___ RECORDS SUPPLIED ___
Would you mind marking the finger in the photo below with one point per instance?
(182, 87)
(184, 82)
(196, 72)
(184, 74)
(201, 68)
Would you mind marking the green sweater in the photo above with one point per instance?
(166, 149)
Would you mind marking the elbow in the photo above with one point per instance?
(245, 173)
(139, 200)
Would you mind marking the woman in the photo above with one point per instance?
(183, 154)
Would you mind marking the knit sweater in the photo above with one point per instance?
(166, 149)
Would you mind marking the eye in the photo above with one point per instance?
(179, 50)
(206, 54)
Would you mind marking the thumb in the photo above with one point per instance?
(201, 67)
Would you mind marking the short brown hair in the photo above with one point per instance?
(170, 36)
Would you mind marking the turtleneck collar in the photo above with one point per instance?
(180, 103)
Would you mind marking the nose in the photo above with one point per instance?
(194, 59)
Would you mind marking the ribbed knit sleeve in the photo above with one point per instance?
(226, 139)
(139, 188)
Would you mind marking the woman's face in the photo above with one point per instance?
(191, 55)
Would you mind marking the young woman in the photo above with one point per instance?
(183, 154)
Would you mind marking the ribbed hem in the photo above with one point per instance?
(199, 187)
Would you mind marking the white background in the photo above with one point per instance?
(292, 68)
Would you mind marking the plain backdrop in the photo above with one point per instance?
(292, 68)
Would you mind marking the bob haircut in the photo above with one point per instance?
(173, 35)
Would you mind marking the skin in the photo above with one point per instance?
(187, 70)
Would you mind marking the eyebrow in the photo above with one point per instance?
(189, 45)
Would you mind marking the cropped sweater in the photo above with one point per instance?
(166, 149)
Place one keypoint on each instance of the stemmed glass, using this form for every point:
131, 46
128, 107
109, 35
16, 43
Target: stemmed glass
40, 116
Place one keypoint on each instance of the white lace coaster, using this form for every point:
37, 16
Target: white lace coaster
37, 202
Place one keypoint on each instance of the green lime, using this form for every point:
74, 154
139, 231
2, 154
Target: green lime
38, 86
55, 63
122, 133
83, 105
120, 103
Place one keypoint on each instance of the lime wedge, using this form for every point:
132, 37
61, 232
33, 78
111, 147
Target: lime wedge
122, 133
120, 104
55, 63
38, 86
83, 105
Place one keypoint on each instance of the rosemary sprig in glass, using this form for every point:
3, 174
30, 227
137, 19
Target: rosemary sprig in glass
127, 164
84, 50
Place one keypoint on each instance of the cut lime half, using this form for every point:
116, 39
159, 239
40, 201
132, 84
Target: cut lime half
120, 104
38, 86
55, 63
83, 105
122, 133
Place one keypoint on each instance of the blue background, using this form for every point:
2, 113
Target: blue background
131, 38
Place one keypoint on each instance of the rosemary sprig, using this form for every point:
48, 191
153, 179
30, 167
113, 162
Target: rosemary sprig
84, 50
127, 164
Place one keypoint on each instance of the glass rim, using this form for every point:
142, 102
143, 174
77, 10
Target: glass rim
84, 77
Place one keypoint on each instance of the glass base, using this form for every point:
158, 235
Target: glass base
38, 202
___
● **WORK INSTRUCTIONS**
Return what is listed above, exactly and completely.

● **FULL SOLUTION**
Would you mind marking the finger in the photo below with one point per instance?
(182, 87)
(184, 82)
(196, 72)
(184, 74)
(201, 68)
Would you mind marking the green sweater in the photo above with one point per instance?
(166, 149)
Would you mind marking the elbow in the photo above with one point per instance?
(245, 173)
(139, 200)
Would you mind marking the woman in the photo above with one point per instance?
(183, 154)
Would you mind marking the knit sweater in the photo above with one point per instance?
(166, 149)
Would you mind marking the eye in the photo above with one point per instance?
(179, 50)
(206, 54)
Would you mind marking the thumb in the photo above with one point per instance?
(201, 67)
Would you mind marking the short brown hair in the photo above with one point per instance?
(170, 36)
Would you mind marking the turtleneck collar in the photo above with one point per instance?
(180, 103)
Would you mind marking the nose in the photo above with one point per instance?
(194, 59)
Would you mind marking the ribbed knit sleeve in the photo above with one point per instance?
(226, 139)
(139, 188)
Would you mind marking the woman's face in the photo above with one point per instance?
(191, 55)
Would you mind marking the young woman in the photo above with one point per instance?
(183, 154)
Would you mind marking the ribbed hem in the photo above with one point per instance?
(199, 187)
Would you mind marking the white background in the photo above with one point per instance?
(292, 68)
Would you mind marking the plain backdrop in the photo above with one point per instance?
(292, 68)
Would you mind marking the bob haircut in the photo above with one point per instance?
(173, 35)
Would you mind marking the skin in the photo above with one point per instance?
(187, 70)
Would you mind marking the eyebrow in the photo above with one point per instance?
(189, 45)
Would you mind marking the cropped sweater in the photo above with one point per instance?
(166, 149)
Place one keypoint on each instance of the stemmed glass, using this form for every point:
131, 46
128, 107
109, 35
16, 43
Target: stemmed glass
40, 116
Place one keypoint on each instance of the white lace coaster, using this form for every point:
37, 16
Target: white lace coaster
37, 202
Place one keypoint on each instance of the green lime, using this form for every point:
74, 154
139, 231
2, 154
Target: green lime
38, 86
55, 63
122, 133
83, 105
120, 103
Place one keypoint on each instance of the lime wedge, using this form for every point:
132, 37
61, 232
33, 78
111, 147
Target: lime wedge
122, 133
120, 104
55, 63
38, 86
83, 105
Place one keypoint on each instance of the rosemary sprig in glass, using this form for every point:
3, 174
30, 227
137, 19
Target: rosemary sprig in glass
127, 164
84, 50
Place one keypoint on each instance of the cut lime half, using this form for every point:
116, 39
159, 239
40, 201
132, 84
Target: cut lime half
120, 104
38, 86
55, 63
83, 105
122, 133
Place one keypoint on each instance of the blue background, using this form for every point:
2, 113
Target: blue background
131, 38
Place one keypoint on each instance of the rosemary sprig, using this form for every point:
48, 191
153, 179
30, 167
113, 162
Target: rosemary sprig
84, 50
127, 164
Place one keypoint on each instance of the glass rim, using this form for every point:
142, 102
143, 174
77, 10
Target: glass rim
84, 77
Place one keypoint on each instance of the glass base, using this form for every point:
158, 235
Target: glass base
38, 202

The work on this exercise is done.